[[ Dataset content open ]]

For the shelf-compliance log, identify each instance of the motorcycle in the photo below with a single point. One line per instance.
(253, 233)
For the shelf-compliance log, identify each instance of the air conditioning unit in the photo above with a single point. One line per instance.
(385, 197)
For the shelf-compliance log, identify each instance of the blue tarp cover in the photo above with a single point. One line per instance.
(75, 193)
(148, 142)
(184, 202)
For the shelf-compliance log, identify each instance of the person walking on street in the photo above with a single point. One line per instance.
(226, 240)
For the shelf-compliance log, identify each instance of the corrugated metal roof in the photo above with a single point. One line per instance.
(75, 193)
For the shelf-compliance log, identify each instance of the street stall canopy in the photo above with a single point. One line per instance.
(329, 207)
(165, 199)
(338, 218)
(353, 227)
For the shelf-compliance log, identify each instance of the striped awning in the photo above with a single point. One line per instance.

[[ Dataset content closed ]]

Reproduce the data exactly, altering nothing.

Final answer →
For the shelf-compliance log, identify each instance of the motorcycle in the photo below with a single point. One line per instance.
(253, 233)
For the shelf-compliance log, identify each instance of the air conditioning unit in the photo above with a single point. One line per instance.
(385, 197)
For the shelf-compliance log, identify each instance of the blue tarp cover in the photo above with a single point. One line per instance.
(75, 193)
(148, 142)
(184, 202)
For the shelf-compliance log, identify each instance of the person walking on street in the photo above with a single point. One line per instance.
(226, 240)
For the shelf-compliance log, identify each instance of the corrugated metal roof in the photo above with a single point. One line per instance.
(75, 193)
For the shelf-compliance log, identify each instance of the street stall canopy in the photo above with a single point. One line per instance.
(329, 207)
(165, 199)
(338, 218)
(353, 227)
For the shelf-compliance log, identify each instance of the striped awning in the photo above with a single point. One line per instance.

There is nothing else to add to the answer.